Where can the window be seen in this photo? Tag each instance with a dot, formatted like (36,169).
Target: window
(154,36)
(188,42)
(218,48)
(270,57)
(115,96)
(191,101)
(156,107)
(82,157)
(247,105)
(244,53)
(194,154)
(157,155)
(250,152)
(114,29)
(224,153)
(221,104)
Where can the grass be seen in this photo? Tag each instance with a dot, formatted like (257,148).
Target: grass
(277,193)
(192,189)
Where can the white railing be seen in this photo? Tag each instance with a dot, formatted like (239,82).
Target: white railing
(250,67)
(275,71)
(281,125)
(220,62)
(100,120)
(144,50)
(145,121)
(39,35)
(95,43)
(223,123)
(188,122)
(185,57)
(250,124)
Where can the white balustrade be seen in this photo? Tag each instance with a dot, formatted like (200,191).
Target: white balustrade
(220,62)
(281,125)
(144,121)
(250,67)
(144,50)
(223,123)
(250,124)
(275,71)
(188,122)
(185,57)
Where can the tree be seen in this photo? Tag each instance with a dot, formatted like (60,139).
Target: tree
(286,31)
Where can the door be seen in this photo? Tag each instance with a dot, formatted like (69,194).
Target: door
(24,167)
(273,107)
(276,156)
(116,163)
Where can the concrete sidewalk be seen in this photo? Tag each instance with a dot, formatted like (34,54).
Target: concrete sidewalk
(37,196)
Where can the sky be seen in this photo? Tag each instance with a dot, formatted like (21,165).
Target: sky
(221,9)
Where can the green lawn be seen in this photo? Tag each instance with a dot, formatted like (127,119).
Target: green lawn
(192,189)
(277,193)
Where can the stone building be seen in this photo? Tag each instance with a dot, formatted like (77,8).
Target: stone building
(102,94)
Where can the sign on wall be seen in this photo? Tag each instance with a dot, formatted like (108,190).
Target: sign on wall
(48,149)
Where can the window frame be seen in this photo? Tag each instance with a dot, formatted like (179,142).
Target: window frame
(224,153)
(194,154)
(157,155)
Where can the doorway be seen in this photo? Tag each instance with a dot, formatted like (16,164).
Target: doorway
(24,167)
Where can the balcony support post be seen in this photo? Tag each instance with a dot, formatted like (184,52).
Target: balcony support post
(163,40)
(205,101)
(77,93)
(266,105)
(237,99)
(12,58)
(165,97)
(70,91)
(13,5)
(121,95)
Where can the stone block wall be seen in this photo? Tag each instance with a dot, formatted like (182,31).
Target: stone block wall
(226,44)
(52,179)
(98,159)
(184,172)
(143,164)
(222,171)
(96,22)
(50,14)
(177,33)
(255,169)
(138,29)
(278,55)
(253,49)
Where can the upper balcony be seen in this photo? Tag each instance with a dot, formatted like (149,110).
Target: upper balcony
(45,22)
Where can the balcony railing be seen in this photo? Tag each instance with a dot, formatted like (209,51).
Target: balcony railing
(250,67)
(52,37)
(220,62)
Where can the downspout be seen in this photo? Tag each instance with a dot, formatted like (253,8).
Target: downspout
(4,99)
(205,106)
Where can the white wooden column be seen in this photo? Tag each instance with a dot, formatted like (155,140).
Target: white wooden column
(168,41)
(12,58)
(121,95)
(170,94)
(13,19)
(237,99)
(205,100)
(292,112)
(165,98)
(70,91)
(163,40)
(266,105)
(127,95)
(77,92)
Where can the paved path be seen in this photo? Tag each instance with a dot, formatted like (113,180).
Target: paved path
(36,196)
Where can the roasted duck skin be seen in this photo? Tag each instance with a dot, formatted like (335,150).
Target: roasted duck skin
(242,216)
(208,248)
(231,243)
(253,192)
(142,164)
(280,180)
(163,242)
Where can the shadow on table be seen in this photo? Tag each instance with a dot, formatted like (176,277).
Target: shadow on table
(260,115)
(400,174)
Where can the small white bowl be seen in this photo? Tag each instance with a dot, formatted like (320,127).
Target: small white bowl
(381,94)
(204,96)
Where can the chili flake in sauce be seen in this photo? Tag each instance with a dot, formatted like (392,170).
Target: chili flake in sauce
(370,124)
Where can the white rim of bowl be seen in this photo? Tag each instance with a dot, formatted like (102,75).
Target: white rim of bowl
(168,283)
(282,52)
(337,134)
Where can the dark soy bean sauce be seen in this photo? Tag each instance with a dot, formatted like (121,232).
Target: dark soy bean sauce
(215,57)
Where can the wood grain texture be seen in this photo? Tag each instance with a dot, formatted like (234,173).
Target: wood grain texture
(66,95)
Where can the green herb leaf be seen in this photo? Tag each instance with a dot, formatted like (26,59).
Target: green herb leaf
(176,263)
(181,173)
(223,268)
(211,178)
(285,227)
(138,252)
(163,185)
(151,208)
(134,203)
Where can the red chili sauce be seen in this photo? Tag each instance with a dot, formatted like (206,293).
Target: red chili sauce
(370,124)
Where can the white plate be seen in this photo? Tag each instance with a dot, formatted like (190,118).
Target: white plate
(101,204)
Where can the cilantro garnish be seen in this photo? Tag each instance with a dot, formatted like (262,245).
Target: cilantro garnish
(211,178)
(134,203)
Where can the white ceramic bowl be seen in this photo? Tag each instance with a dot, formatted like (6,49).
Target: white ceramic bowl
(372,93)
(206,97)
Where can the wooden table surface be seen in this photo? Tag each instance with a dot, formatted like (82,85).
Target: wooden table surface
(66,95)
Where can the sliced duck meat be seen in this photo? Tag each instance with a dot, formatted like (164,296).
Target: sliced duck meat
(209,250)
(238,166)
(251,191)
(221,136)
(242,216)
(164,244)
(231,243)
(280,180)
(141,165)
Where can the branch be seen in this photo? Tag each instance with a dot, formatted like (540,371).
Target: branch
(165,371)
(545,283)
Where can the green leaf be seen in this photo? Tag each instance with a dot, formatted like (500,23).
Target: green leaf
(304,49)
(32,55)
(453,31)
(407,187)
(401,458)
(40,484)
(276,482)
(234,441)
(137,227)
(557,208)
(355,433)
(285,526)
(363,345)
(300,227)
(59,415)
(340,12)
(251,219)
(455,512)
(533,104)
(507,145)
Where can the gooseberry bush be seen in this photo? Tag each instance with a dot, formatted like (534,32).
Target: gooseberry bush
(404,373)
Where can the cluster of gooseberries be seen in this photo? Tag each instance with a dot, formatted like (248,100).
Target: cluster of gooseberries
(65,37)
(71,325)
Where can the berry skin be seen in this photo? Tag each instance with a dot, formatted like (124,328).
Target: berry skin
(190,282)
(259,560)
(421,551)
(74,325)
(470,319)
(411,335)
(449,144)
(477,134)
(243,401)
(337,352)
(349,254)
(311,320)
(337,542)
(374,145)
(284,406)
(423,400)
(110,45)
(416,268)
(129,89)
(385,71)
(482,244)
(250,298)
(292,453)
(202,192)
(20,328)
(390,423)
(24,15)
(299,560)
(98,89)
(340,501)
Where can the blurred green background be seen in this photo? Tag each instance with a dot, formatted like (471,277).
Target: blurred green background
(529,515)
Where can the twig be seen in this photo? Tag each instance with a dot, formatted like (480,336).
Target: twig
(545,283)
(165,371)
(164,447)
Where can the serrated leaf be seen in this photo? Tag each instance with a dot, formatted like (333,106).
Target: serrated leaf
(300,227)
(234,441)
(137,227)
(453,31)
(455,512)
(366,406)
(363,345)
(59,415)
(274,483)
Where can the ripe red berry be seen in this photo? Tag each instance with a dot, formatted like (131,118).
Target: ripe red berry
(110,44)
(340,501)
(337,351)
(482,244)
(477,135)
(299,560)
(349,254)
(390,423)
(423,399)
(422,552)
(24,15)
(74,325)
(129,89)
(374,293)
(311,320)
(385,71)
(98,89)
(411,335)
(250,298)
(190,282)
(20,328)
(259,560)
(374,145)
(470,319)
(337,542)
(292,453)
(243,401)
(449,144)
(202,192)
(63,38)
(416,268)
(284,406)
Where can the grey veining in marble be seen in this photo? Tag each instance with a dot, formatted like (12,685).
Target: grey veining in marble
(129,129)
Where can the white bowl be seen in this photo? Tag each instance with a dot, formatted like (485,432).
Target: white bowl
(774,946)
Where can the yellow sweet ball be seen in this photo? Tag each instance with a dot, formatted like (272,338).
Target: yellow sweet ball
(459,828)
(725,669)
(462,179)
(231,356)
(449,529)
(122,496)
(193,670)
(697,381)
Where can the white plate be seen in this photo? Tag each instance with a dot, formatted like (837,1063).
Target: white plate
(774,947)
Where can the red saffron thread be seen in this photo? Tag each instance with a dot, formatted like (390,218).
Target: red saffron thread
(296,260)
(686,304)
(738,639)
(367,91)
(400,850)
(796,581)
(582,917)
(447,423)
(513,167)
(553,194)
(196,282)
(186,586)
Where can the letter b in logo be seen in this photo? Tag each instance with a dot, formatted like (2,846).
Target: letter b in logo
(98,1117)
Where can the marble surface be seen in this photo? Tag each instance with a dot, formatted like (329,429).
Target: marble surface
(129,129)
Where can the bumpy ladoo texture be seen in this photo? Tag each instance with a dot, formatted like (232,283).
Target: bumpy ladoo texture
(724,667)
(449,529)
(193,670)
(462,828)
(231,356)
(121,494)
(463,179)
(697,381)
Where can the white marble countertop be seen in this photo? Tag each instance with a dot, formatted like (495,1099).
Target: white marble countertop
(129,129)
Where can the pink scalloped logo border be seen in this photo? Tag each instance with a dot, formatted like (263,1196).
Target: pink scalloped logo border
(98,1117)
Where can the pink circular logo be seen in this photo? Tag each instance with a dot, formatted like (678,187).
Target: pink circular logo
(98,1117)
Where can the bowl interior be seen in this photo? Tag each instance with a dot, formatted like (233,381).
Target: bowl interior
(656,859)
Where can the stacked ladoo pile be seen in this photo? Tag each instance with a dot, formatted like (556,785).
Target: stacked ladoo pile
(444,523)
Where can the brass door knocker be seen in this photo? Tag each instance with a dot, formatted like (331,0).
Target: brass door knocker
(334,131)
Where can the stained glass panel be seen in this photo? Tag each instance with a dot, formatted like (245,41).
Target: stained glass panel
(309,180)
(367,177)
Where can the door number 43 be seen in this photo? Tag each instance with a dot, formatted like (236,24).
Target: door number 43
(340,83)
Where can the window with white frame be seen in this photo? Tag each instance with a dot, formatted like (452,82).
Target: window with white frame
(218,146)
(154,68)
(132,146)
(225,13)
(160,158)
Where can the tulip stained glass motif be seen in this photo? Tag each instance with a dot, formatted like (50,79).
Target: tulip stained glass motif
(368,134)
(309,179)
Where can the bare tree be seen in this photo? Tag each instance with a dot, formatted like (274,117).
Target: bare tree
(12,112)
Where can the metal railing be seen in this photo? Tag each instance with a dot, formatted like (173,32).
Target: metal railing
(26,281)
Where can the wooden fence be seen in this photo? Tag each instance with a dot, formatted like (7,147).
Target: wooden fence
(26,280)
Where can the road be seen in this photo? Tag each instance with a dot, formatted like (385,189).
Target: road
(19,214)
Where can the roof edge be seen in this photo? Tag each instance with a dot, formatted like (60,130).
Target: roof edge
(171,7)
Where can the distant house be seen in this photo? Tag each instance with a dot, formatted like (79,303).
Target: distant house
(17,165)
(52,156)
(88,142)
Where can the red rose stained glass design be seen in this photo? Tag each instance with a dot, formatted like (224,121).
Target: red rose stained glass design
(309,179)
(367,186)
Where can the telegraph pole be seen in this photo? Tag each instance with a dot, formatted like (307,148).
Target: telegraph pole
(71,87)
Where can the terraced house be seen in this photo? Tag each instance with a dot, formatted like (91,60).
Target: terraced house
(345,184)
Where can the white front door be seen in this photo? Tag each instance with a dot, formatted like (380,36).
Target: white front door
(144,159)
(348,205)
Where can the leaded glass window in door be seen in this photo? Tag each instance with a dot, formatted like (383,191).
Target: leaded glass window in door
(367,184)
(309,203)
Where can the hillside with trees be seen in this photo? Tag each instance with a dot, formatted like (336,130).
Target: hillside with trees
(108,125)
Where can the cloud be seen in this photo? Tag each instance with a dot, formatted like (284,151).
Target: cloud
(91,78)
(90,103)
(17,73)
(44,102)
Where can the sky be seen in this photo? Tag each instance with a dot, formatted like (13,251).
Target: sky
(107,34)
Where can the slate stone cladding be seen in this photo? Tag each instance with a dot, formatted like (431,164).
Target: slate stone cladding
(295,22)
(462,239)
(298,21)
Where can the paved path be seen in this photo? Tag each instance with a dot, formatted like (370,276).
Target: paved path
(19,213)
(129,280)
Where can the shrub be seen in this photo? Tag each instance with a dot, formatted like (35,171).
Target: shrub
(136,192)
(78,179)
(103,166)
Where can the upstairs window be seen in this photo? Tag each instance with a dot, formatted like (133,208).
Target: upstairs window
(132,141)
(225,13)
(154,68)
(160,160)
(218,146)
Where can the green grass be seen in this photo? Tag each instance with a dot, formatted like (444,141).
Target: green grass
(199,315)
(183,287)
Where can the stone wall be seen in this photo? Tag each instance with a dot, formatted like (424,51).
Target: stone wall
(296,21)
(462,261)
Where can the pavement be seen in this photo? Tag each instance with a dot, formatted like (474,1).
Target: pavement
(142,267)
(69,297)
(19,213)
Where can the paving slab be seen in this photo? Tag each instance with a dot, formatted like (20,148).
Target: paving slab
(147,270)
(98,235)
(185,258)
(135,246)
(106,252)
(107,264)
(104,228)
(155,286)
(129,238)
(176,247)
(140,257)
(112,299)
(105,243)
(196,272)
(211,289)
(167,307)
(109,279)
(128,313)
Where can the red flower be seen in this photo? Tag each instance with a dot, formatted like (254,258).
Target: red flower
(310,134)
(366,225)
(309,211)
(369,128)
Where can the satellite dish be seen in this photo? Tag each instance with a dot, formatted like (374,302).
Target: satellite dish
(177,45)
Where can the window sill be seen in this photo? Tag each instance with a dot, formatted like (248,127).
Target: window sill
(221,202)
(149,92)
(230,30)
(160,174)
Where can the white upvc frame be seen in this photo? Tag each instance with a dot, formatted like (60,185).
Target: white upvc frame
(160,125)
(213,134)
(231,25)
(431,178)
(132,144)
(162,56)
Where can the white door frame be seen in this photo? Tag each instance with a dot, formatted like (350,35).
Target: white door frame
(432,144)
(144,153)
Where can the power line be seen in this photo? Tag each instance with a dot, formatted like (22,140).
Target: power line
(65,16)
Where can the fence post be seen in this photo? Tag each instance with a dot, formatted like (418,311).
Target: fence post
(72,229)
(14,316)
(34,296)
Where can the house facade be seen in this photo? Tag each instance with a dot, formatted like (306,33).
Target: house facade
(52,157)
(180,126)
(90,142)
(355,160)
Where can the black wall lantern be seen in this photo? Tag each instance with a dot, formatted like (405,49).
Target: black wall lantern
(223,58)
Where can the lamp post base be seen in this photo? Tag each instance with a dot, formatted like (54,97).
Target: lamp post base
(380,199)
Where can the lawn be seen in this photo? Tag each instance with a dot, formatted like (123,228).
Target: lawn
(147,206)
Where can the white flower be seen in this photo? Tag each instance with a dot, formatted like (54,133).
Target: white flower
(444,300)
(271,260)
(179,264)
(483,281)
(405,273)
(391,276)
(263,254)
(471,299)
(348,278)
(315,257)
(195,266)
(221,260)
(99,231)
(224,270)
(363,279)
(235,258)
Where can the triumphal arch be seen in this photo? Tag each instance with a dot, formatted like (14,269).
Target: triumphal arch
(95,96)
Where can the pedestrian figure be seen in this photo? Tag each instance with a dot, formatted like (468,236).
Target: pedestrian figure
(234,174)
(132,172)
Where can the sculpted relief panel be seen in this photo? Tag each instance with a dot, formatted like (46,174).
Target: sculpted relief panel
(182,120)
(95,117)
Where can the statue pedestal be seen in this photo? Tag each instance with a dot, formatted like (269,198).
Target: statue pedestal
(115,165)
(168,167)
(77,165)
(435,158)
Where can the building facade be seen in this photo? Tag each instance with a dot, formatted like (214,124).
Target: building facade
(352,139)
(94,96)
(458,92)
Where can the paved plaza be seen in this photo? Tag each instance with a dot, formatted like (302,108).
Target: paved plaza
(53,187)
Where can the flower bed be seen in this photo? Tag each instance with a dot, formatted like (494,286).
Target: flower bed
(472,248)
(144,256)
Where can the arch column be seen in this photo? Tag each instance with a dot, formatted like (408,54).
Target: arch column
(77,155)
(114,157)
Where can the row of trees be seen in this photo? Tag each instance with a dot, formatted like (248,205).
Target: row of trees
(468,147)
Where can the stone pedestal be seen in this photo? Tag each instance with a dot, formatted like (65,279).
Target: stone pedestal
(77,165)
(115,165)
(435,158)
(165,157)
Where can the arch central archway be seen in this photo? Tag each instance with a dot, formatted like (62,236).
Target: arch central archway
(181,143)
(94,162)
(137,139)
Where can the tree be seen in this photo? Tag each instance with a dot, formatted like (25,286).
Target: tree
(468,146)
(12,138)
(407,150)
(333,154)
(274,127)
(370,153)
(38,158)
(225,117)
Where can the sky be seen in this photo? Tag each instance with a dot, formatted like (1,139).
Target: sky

==============================

## DIRECTIONS FOR THIS TASK
Above are the records. Print exactly, and only, the lines from the line with "Where can the stone block" to the line with "Where can the downspout", both inclusive.

## REPLY TO THE EXERCISE
Where can the stone block wall be seen in this photo? Tag each instance with a dot, formatted like (182,31).
Target: stone block wall
(226,44)
(52,179)
(98,159)
(184,172)
(143,164)
(222,171)
(96,22)
(50,14)
(177,33)
(255,169)
(138,29)
(278,55)
(253,49)
Where can the upper balcony be seen in this photo? Tag each instance with a dot, formatted like (149,110).
Target: upper balcony
(45,22)
Where can the balcony railing be seen in this photo? Tag each instance with a dot, formatted like (209,51).
Target: balcony railing
(250,67)
(52,37)
(220,62)
Where can the downspout be seen in this photo? Tag each instance with a dot, formatted like (253,8).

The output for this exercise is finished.